Extract to read

Rajinikanth played the roles of Dr. Saravanan and King Vettaiyan. He sported a wig for his role. Both Rajinikanth and Vasu discussed every scene featuring the former and added necessary inputs before they were shot. Rajinikanth appears in the beginning of the film unlike Manichitrathazhu, where the same character, played by Mohanlal, appears in the middle of the film. Ramkumar's brother Prabhu played Senthilnathan, a civil engineer and owner of the fictional Ganesh Constructions. Prabhu co-produced the film with Ramkumar.

For the roles of Ganga and Chandramukhi, Simran was initially cast. She ultimately refused to do the project, as her role required a lot of dancing and cited her pregnancy at that time as another reason for her refusal. Aishwarya Rai was later offered the role but declined. Sadha and Reema Sen were also considered as replacements. The role finally went to Jyothika, who allotted 50 days of her schedule. Vasu wanted her to perform her scenes in a manner different from that of Shobana in Manichitrathazhu, enacting the scenes himself before they were shot featuring Jyothika. Nayanthara was selected to portray the role of Durga after Vasu was impressed with her performance in the Malayalam film Manassinakkare (2003).

[Entries taken from a collection]
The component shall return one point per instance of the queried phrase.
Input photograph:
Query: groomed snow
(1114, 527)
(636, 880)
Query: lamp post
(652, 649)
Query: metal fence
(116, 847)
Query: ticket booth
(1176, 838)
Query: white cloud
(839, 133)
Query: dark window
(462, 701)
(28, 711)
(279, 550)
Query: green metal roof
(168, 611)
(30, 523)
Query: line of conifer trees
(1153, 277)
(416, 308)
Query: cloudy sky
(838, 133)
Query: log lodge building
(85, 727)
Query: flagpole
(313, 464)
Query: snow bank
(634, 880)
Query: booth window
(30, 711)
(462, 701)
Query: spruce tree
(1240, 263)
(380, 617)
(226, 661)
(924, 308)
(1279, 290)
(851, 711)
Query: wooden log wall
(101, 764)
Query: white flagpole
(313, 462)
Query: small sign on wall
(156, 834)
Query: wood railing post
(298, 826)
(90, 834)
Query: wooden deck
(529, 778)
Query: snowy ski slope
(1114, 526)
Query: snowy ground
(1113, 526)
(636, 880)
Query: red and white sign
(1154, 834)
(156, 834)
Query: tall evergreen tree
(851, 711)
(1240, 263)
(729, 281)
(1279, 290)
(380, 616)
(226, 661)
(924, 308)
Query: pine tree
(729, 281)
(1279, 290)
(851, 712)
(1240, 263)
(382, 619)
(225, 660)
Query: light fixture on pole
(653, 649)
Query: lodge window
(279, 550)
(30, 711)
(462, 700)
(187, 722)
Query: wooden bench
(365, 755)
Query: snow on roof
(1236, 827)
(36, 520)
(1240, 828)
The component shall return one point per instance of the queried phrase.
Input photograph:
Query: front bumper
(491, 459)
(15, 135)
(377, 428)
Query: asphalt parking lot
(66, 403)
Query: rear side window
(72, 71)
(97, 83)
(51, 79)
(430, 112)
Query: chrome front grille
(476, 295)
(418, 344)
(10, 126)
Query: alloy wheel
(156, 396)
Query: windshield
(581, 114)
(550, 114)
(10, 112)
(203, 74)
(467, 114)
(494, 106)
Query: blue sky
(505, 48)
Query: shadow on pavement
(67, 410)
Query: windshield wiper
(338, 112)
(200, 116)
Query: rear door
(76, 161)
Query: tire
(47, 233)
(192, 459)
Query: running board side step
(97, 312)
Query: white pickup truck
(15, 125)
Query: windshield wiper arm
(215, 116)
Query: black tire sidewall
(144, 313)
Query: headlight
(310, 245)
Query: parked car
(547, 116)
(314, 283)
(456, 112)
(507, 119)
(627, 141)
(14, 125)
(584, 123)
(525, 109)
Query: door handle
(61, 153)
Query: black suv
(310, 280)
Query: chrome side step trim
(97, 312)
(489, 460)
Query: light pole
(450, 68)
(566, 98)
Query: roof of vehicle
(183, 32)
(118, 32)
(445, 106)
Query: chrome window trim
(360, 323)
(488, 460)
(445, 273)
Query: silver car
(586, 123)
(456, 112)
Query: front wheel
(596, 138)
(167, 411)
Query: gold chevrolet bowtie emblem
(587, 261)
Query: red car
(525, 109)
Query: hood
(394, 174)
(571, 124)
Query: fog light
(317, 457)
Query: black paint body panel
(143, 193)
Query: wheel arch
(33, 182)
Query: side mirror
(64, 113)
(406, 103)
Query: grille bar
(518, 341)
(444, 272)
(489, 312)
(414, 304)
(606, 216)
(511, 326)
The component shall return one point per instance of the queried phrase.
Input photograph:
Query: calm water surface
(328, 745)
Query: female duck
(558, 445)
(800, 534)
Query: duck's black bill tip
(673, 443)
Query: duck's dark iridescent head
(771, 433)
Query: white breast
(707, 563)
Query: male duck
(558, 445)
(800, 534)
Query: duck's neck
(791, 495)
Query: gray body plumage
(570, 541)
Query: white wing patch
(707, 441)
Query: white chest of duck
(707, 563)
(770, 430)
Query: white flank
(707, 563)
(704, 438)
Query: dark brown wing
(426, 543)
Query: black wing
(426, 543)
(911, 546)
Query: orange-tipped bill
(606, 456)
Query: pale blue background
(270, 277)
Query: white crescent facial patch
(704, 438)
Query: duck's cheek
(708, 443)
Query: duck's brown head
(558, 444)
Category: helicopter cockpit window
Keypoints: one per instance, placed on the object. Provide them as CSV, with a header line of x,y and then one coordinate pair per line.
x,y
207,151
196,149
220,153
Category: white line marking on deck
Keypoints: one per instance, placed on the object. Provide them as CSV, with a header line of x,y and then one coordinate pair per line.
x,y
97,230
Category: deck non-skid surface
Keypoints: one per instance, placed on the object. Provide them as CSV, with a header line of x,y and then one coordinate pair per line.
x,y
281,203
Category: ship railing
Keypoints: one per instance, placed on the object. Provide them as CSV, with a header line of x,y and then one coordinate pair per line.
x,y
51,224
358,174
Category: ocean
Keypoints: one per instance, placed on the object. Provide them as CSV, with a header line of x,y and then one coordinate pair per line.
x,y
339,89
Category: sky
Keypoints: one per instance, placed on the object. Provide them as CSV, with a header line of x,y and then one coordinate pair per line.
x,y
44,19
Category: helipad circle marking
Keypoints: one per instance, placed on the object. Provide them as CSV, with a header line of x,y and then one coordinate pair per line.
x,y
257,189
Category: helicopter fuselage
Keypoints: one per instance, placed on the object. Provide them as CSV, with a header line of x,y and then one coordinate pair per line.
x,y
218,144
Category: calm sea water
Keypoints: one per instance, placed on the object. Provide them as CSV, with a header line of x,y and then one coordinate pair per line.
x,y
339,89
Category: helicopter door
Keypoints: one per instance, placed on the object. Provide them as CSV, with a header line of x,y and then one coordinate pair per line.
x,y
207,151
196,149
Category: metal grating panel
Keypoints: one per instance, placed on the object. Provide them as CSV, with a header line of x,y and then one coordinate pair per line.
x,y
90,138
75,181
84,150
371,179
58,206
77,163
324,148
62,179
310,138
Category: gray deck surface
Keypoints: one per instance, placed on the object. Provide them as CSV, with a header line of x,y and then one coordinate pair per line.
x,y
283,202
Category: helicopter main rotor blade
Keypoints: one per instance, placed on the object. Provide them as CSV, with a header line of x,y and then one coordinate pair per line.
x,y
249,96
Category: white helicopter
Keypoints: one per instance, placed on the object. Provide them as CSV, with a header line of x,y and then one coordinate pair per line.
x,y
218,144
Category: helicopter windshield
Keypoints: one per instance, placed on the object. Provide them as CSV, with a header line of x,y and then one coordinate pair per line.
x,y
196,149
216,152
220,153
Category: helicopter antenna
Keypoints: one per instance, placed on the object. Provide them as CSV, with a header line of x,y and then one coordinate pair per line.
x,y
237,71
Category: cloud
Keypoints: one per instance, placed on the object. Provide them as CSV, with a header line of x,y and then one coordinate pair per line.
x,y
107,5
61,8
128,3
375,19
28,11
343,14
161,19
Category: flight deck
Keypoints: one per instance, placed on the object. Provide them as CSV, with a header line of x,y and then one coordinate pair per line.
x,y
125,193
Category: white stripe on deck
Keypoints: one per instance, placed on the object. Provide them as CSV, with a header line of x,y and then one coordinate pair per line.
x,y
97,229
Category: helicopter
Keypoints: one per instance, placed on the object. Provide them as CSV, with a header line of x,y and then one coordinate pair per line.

What to work on
Return the full passage above on the film's casting, word for word and in its original form.

Output of the exercise
Rajinikanth played the roles of Dr. Saravanan and King Vettaiyan. He sported a wig for his role. Both Rajinikanth and Vasu discussed every scene featuring the former and added necessary inputs before they were shot. Rajinikanth appears in the beginning of the film unlike Manichitrathazhu, where the same character, played by Mohanlal, appears in the middle of the film. Ramkumar's brother Prabhu played Senthilnathan, a civil engineer and owner of the fictional Ganesh Constructions. Prabhu co-produced the film with Ramkumar.

For the roles of Ganga and Chandramukhi, Simran was initially cast. She ultimately refused to do the project, as her role required a lot of dancing and cited her pregnancy at that time as another reason for her refusal. Aishwarya Rai was later offered the role but declined. Sadha and Reema Sen were also considered as replacements. The role finally went to Jyothika, who allotted 50 days of her schedule. Vasu wanted her to perform her scenes in a manner different from that of Shobana in Manichitrathazhu, enacting the scenes himself before they were shot featuring Jyothika. Nayanthara was selected to portray the role of Durga after Vasu was impressed with her performance in the Malayalam film Manassinakkare (2003).